▸ **ACTION ITEM**:
Continue the forum discussion of search pruning and predictive bot planning, beginning after its final sentence.

╭─ PAGE EXTRACT

The problem with that is that for it to be feasible, you need a really good pruning algorithm to discard search branches that will (most probably) result in a bad result. You can't test all possible combinations (because of exponential explosion.) This is actually a rather difficult heuristic to come up with (especially if you want it to be generic.) Sometimes if you go a bit backwards, ie. away from the desired goal rather than always towards it, the end result can be much better than if you just blindly always go towards the desired goal. Sometimes sacrificing something in the short term will give a great benefit in the long term.
Joined: 4/16/2013
Posts: 8
Bobo the King wrote:
I was thinking of something along the lines of "trajectories", by which I mean, "If I were to execute the following button combinations over these frames, how would I expect relevant RAM values to change?" This would allow the bot to peer into the future predictively and relatively efficiently. In principle, it shouldn't be too difficult and should closely model human play. In practice... I'm in over my head.

╰─
╭─ DATA EXCERPTS

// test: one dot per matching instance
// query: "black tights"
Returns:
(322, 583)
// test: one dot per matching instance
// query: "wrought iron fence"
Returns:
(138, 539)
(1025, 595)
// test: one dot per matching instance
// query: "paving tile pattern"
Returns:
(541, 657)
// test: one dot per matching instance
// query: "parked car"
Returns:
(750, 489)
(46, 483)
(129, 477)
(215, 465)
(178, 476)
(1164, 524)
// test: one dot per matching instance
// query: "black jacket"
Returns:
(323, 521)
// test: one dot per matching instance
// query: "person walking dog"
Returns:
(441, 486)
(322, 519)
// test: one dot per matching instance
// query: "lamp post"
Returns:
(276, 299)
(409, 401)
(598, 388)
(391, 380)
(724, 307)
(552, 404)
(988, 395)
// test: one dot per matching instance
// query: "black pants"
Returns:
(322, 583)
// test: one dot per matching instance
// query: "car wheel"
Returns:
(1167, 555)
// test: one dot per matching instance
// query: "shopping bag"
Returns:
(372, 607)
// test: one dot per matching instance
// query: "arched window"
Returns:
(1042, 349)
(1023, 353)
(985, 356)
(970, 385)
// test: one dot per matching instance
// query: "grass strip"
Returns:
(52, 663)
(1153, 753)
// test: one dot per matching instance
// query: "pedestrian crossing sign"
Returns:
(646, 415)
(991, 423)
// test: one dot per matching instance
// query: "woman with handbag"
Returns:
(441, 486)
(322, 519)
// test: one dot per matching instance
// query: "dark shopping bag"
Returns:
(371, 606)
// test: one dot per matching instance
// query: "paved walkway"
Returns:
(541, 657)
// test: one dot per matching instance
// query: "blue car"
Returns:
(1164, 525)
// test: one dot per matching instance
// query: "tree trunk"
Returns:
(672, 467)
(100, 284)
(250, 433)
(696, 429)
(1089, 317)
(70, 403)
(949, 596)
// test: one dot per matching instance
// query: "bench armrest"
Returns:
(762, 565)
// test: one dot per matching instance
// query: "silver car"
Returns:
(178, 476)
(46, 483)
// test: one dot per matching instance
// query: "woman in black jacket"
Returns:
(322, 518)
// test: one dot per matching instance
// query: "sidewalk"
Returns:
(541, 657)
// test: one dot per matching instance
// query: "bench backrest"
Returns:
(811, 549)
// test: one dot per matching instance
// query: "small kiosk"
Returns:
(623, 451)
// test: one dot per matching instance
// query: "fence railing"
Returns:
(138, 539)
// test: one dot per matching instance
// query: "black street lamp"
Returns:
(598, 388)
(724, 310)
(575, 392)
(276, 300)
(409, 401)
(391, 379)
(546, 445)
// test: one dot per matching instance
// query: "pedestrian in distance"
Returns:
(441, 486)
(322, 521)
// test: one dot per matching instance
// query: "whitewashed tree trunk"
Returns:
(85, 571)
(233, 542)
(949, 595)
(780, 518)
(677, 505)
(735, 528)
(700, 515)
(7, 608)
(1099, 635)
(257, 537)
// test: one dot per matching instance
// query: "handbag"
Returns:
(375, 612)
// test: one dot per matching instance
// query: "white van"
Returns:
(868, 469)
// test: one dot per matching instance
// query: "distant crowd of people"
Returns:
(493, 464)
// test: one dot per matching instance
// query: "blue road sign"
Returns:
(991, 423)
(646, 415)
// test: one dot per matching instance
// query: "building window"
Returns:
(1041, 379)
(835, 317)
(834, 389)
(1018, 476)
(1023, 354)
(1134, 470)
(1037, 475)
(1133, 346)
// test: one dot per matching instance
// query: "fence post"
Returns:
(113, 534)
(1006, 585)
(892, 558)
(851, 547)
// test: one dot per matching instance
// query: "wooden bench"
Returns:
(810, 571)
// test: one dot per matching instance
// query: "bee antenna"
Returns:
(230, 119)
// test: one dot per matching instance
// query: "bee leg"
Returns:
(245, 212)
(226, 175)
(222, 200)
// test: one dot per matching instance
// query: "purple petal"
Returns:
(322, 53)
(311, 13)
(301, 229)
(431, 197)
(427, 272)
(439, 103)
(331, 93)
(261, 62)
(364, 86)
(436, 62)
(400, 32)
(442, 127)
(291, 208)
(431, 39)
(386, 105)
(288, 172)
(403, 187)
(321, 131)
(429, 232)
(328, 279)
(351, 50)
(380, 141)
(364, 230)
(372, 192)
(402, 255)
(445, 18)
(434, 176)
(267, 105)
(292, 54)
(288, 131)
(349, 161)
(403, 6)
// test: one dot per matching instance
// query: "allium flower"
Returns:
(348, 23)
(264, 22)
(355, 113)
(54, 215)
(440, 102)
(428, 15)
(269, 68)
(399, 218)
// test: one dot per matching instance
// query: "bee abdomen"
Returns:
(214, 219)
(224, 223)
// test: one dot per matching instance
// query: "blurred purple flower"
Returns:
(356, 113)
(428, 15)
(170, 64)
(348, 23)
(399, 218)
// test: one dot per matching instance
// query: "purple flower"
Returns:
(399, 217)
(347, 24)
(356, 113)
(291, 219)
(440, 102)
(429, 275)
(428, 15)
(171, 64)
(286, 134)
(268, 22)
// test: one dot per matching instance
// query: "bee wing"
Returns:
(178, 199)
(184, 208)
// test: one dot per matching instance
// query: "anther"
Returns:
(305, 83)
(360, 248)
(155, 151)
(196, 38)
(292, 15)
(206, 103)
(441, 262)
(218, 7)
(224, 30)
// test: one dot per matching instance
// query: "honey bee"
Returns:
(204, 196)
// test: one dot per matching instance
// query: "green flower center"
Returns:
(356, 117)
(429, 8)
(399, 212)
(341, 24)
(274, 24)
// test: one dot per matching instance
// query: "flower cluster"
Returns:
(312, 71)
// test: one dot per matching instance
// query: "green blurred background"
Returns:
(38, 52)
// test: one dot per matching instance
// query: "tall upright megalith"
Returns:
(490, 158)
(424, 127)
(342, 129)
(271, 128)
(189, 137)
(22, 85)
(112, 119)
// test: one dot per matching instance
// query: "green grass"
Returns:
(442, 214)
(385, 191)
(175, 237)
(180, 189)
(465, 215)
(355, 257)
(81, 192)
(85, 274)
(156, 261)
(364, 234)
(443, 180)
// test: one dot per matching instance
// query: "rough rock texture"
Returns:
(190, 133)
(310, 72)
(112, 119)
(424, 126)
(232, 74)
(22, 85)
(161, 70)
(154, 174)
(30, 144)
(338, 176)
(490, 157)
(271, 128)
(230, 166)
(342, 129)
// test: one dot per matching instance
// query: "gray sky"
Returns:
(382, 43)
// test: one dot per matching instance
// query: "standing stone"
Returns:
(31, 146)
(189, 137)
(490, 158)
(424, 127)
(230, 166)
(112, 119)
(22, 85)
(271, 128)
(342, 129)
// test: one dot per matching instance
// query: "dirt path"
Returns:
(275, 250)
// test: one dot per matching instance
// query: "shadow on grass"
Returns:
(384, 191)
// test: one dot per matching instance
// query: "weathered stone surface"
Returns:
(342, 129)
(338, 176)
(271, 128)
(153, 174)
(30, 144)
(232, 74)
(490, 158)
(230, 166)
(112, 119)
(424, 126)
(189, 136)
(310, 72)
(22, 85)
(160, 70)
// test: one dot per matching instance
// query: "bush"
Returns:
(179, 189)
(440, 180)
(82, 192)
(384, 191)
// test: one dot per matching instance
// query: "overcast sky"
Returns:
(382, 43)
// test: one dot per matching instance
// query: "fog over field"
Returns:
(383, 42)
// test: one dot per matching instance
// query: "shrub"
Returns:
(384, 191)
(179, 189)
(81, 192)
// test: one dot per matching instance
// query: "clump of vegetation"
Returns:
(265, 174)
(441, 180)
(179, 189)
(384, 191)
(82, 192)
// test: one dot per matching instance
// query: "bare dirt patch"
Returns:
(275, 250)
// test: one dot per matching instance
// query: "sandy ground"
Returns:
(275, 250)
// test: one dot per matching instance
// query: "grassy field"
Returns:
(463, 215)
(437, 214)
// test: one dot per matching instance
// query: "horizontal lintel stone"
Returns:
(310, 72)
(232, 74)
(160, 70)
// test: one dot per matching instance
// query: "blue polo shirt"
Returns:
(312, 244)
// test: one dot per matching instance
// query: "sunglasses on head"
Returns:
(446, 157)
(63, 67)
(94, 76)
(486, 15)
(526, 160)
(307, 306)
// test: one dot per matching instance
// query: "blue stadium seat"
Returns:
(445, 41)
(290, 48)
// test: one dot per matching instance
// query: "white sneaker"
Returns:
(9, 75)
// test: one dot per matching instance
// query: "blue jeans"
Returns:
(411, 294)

╰─

▸ **EXPECTED ANSWER**:
Well, that's exactly what "save state prediction" is. It's actually asking that very question by doing some random button presses, and then checking RAM values. It's predicting the future by playing the future and then reverting back. But, I guess both you and I are looking for something that is less random in its button presses. Something that wouldn't require a mammoth amount prediction cycles to play through the game. Another technique to consider is Maze solving algorithms. If a set of actions leads to a "dead end", like reducing in size or dying, chop off that branch and move to the next set. I don't know if that gives you much in savings, though, and it gives stuff like size reduction an infinitely negative weight. (This would be appropriate for death, but you might actually have a use for purposely getting hit.)
Patashu
He/Him
Joined: 10/2/2005
Posts: 4048
Just to make sure - if you're talking about improving this bot or BisqBot, have you fully read the research paper here? http://www.cs.cmu.edu/~tom7/mario/mario.pdf
Puzzle gamedev https://patashu.itch.io Famitracker musician https://soundcloud.com/patashu Programmer, DDR grinder, enjoys the occasional puzzle game/shmup.
Emulator Coder
Joined: 3/9/2004
Posts: 4588
Location: In his lab studying psychology to find new ways to torture TASers and forumers
The best part about the research paper is that he seems to be aware of some TASVideos inside jokes, and references them. He gives a mathematical explanation as to why some games are not eligible even for the vault.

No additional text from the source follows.